(Task objective)
Retype the items from the very first line up to and including the line with "161], [134, 109]]".

(Dataset rows)
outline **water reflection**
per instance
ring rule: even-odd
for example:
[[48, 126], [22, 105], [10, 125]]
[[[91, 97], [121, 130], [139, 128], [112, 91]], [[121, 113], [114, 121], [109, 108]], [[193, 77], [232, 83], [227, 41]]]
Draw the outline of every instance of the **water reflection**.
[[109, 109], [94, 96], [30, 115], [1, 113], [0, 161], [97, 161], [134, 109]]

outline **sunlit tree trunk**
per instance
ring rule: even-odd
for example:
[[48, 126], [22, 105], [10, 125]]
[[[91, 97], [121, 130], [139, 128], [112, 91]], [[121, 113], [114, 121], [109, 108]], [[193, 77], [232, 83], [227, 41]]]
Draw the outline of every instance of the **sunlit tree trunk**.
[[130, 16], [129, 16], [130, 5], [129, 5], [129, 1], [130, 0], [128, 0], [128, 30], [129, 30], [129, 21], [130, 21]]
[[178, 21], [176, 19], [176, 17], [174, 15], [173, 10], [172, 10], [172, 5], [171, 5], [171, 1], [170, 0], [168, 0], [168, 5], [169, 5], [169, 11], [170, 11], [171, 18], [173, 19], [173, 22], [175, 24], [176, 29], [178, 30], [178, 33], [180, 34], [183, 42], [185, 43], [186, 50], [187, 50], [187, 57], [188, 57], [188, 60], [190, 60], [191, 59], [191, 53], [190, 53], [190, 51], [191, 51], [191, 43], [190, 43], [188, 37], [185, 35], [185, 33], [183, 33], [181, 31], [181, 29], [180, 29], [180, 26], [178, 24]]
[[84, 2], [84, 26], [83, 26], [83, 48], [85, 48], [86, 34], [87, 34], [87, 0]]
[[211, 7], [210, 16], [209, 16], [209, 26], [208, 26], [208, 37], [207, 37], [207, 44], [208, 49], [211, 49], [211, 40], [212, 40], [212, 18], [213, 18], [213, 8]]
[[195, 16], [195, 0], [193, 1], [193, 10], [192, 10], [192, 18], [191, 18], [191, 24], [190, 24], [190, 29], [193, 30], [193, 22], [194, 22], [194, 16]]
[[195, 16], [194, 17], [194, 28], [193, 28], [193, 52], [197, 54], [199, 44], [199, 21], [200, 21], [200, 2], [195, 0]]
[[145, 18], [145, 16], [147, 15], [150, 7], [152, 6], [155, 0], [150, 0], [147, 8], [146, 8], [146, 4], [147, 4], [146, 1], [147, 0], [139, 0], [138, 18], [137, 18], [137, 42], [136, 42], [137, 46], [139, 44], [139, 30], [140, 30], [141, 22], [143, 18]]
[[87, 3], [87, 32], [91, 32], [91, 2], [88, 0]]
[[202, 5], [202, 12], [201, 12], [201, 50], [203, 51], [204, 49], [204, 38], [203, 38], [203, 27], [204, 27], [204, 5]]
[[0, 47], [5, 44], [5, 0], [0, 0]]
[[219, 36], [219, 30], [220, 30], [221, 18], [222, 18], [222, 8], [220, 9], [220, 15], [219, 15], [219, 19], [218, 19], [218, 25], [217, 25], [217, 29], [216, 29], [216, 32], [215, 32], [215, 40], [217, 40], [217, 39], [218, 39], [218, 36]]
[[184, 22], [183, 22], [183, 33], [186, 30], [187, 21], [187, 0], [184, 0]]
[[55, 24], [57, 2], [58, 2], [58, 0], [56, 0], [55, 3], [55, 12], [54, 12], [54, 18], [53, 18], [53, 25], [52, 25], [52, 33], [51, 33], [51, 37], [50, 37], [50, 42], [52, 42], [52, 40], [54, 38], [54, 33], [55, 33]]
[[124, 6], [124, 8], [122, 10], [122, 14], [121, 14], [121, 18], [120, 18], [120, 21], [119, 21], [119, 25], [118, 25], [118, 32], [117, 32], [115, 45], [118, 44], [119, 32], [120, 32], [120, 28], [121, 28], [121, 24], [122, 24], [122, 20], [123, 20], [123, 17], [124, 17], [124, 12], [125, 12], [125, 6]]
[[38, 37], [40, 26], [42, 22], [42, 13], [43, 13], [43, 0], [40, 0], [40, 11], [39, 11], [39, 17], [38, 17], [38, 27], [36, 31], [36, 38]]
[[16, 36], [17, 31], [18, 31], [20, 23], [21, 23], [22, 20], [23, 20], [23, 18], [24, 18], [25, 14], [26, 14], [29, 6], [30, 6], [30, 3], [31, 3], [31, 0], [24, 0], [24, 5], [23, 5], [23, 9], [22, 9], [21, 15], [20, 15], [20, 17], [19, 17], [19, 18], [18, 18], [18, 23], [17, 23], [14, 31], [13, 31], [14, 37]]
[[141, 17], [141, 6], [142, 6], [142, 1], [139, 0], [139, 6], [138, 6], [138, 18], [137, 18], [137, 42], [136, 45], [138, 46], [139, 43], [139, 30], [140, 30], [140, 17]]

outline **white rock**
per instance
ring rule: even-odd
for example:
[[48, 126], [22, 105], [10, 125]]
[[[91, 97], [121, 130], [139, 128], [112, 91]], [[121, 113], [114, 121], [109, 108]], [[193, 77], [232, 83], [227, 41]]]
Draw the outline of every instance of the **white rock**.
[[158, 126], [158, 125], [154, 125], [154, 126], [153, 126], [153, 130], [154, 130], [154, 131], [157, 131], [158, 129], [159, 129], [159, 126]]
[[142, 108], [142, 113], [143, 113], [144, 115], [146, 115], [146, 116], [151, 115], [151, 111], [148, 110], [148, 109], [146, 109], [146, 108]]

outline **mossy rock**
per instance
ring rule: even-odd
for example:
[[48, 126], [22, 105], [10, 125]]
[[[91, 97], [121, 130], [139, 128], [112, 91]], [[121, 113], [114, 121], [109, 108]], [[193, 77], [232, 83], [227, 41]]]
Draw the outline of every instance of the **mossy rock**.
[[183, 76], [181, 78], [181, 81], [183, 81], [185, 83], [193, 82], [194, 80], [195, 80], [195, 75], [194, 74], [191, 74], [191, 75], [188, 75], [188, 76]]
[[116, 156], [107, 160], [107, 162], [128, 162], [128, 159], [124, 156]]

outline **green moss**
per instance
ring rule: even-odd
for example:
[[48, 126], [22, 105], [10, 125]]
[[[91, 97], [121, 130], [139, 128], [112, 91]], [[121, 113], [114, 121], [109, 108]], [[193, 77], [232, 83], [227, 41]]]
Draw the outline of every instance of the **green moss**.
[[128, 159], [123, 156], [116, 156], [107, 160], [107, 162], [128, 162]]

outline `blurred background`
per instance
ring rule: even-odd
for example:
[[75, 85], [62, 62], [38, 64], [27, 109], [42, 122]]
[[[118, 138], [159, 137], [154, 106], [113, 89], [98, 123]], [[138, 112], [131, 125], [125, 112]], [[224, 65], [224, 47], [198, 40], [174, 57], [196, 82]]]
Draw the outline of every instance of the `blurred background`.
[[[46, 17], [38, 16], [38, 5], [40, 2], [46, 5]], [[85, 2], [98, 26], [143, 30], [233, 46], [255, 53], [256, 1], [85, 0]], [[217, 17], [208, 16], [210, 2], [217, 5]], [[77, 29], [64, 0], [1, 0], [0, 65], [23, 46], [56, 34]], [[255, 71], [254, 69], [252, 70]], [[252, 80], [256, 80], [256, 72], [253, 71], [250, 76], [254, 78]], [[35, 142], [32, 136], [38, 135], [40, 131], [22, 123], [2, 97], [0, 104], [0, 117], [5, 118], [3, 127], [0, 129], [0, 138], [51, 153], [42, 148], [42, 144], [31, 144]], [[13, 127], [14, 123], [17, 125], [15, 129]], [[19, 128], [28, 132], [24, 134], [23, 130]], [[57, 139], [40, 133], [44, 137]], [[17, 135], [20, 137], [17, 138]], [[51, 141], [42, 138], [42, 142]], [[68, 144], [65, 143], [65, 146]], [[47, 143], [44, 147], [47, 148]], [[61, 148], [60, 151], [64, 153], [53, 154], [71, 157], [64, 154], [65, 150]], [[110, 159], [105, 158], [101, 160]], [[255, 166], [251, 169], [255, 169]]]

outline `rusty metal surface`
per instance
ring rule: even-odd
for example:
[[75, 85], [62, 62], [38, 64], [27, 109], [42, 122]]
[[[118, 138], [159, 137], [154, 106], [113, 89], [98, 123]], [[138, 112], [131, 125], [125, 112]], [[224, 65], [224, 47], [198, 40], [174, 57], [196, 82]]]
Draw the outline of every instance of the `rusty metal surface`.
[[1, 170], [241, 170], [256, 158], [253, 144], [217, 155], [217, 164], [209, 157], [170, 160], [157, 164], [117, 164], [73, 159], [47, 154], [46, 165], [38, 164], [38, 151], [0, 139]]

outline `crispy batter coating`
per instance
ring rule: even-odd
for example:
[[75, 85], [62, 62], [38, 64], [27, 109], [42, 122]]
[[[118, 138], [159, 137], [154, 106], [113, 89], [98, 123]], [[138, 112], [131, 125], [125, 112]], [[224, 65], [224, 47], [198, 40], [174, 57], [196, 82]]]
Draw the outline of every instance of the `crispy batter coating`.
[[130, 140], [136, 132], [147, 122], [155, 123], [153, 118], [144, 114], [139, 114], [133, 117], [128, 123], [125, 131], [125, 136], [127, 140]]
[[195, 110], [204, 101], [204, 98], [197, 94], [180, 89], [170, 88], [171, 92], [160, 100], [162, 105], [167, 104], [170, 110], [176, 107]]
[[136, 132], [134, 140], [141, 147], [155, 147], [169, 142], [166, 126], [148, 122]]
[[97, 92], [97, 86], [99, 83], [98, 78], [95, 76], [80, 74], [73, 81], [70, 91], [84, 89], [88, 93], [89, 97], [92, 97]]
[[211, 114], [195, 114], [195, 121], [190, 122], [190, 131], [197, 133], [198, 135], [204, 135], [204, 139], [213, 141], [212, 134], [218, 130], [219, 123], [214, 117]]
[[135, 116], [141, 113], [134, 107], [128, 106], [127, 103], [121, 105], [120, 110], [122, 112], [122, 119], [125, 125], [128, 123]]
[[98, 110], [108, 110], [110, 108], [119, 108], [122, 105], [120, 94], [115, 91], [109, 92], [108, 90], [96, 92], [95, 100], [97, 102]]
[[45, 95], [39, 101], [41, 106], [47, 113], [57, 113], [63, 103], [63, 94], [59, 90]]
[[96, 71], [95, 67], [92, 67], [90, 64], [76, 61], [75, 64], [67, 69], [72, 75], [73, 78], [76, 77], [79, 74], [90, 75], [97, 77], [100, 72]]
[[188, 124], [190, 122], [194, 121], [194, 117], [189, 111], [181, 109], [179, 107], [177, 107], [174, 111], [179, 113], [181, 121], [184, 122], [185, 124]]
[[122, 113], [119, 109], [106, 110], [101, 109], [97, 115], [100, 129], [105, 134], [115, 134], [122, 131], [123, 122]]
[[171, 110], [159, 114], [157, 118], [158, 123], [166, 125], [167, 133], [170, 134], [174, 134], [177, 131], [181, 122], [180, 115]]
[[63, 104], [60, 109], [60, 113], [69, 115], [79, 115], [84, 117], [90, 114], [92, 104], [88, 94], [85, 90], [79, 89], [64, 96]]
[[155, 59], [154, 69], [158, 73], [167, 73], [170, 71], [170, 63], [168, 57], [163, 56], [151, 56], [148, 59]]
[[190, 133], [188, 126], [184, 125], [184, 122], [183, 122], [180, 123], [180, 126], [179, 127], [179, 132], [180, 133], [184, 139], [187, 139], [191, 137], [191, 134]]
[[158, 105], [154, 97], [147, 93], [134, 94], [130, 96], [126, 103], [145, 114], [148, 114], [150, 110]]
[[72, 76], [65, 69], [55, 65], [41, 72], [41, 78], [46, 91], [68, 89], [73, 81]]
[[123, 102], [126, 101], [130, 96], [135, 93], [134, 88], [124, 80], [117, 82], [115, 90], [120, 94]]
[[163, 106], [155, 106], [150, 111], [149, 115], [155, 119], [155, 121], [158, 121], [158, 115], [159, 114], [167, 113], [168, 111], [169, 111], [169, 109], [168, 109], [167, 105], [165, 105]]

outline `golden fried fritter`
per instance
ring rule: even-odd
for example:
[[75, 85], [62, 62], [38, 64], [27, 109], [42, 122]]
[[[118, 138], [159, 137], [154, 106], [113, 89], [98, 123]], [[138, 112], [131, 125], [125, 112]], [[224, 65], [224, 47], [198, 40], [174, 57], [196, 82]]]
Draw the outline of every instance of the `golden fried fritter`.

(Right answer)
outline **water reflection**
per instance
ring rule: even-odd
for example:
[[48, 126], [22, 105], [10, 125]]
[[[91, 97], [121, 130], [139, 128], [112, 91]], [[121, 113], [114, 121], [109, 108]], [[193, 77], [232, 83], [227, 41]]]
Draw the outline of every instance of the **water reflection**.
[[109, 109], [94, 96], [30, 115], [1, 113], [0, 161], [97, 161], [134, 109]]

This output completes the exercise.